* **Input**:
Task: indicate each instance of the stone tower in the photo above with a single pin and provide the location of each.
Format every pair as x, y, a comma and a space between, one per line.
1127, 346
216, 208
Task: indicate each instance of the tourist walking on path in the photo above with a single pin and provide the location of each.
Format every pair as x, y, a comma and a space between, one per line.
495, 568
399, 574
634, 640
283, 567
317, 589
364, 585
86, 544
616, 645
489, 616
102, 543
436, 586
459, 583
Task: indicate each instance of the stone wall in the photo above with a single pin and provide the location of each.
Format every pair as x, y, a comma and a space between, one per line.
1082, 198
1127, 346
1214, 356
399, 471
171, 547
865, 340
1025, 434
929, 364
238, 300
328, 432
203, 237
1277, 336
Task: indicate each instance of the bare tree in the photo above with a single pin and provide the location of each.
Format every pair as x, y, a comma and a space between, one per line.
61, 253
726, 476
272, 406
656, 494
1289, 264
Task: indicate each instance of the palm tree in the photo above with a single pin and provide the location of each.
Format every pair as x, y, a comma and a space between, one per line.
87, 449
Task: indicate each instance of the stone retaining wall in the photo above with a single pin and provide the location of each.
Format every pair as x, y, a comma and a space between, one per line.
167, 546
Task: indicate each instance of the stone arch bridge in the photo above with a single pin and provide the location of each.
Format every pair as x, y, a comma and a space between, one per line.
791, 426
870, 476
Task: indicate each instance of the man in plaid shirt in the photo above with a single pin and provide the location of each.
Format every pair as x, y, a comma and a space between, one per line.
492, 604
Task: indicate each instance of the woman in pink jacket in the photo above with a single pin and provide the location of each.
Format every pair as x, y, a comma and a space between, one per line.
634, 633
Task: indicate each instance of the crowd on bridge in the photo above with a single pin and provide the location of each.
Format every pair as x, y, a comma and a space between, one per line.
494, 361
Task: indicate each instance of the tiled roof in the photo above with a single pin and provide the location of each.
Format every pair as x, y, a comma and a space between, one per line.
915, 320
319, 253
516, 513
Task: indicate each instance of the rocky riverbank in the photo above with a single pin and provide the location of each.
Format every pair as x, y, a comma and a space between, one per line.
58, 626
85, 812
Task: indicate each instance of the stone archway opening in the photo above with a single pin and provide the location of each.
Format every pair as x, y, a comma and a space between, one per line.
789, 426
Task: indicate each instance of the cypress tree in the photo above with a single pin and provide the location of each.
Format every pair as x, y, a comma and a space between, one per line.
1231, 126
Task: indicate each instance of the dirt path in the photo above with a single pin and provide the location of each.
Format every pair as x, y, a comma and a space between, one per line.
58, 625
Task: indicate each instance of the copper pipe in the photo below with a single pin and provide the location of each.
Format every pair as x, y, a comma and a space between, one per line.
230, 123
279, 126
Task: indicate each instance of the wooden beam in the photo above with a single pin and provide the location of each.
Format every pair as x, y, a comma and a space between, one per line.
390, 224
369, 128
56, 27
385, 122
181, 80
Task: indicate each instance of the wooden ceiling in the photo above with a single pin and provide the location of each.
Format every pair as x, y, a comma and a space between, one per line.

* **Request**:
Repeat the data exactly. Leave nothing out.

* **Response**:
Task: indicate each instance of the stone tower in the photo above with a single pin and provide the location of each.
Format every pair as x, y, a comma and a space between, one per line.
1127, 346
216, 208
Task: indicate each instance of the tourist walking on path in the photo above with a single pin and provide the location of each.
Format every pair as x, y, a comma and a space between, one per line.
495, 568
399, 574
634, 640
283, 567
317, 589
364, 585
86, 544
616, 645
489, 616
102, 543
436, 586
459, 583
Task: indicate each instance of the stone wall in the photo above with a single pin and provide the location of each.
Format every pair as x, y, a comma and a space between, one per line.
1082, 198
1127, 346
1214, 356
399, 471
171, 547
865, 340
1025, 434
929, 364
238, 300
328, 432
203, 237
1277, 336
Task: indicate each instance of the bare tree in the photo above with a single pin and provide the location of each.
Format every pair as x, y, a comma and a space between, one per line.
61, 253
726, 476
272, 406
656, 494
1289, 264
Task: indicate each instance of the palm tree in the photo above with a single pin and provide the location of each.
Format every pair as x, y, a comma and a space between, one per line.
87, 449
Task: indicate each instance of the stone retaining wall in the photo above with a single pin and provide the location of each.
Format every pair as x, y, a comma and a space between, one per line.
167, 546
Task: indicate each instance of the stone arch bridge in the photo above with a single pin and provide the location of each.
Format every pair as x, y, a comma and a space between, one per line.
791, 426
870, 476
Task: indicate each instance of the man in plaid shirt in the photo above with a single pin and provide the location of each.
Format every pair as x, y, a comma and a space between, one per line.
492, 604
Task: indicate each instance of the woman in pink jacket in the photo above with a single pin and provide the location of each.
Format every pair as x, y, a comma and a space between, one per line.
634, 633
Task: indicate each instance of the crowd on bridge in the photo above with a single pin and provide the location of each.
Format every pair as x, y, a comma and a space between, one per line.
494, 361
Task: indicate each instance of the tiled roof in the photo above with a single pin and provide the location of each.
Format every pair as x, y, a comma and a space between, one per line.
915, 320
319, 253
516, 513
Task: indicate each instance of the rocky riverbank in the photo above with a single pin and provide the location of each.
Format every pair as x, y, a comma and a space between, one per line.
58, 626
85, 812
Task: indicate each instance of the stone archway opening in the photo above with a single pin and provide the location of each.
Format every pair as x, y, a comma and a space between, one per line.
789, 426
Task: indicate each instance of the cypress tree in the photo above with a single pin and provide the location of each.
Format every pair as x, y, a comma and a space between, one per line.
1231, 126
Task: indicate each instance of the dirt path in the photo above with a single pin and provide the location of each.
Format every pair as x, y, a comma and a space between, one per line.
58, 625
Task: indicate each instance of the copper pipe in the photo below with a single pin and provide the location of each.
Format every pair as x, y, a comma and a space between, one per line.
230, 123
279, 126
Task: indicate each instance of the wooden beam in the photo above with a single pin and provide the location of each.
Format every pair as x, y, a comma and a space between, one per line.
390, 224
369, 128
56, 27
385, 122
181, 80
Task: indicate each instance of the wooden ceiling in the photo above with a single pin and provide the location of each.
Format every pair as x, y, a comma and a space between, one per line.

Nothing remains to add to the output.